Source data
—————

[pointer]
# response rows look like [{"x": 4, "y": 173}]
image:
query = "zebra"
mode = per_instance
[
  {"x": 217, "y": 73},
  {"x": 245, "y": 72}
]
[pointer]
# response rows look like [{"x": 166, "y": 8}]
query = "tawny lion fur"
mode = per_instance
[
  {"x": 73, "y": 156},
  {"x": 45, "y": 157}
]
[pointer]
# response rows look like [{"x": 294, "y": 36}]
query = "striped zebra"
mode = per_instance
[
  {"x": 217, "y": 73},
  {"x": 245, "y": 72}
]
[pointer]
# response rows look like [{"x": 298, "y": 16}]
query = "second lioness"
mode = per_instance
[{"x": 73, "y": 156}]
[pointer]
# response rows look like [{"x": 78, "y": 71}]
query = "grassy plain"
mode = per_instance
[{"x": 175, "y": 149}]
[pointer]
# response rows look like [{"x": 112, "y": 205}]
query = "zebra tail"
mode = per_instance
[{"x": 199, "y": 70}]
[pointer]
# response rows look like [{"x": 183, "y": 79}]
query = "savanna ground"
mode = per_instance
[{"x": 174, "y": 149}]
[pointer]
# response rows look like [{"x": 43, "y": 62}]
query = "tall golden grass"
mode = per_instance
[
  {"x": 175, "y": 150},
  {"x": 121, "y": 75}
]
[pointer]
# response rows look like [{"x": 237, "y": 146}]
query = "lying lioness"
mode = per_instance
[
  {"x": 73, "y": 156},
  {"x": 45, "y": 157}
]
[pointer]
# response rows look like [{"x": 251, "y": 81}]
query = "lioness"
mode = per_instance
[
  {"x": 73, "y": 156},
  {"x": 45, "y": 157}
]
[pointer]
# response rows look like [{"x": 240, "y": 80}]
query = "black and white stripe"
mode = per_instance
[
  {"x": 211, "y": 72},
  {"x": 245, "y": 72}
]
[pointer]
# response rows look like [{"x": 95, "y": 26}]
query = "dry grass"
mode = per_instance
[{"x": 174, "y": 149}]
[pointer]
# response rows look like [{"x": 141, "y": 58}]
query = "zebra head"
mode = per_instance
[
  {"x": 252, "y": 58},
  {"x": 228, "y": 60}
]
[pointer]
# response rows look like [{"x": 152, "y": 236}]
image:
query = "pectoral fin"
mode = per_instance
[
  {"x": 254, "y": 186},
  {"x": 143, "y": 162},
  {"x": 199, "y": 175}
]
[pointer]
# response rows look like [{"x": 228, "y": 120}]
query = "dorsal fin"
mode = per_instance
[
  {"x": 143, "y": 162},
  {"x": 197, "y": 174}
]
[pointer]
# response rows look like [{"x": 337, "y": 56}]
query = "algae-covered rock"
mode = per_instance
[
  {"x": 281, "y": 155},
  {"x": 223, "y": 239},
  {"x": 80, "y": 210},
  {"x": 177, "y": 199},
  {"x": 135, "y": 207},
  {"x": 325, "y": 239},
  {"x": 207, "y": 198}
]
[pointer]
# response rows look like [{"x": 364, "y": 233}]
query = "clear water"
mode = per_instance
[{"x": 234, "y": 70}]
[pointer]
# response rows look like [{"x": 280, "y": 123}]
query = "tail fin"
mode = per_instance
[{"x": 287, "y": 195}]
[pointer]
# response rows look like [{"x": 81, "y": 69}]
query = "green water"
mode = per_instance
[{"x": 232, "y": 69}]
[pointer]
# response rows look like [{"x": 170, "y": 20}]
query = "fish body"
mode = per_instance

—————

Search the entries above for the word "zebra", and copy every line where it occurs.

query = "zebra"
query = "striped zebra"
query = "zebra tail"
query = "zebra head"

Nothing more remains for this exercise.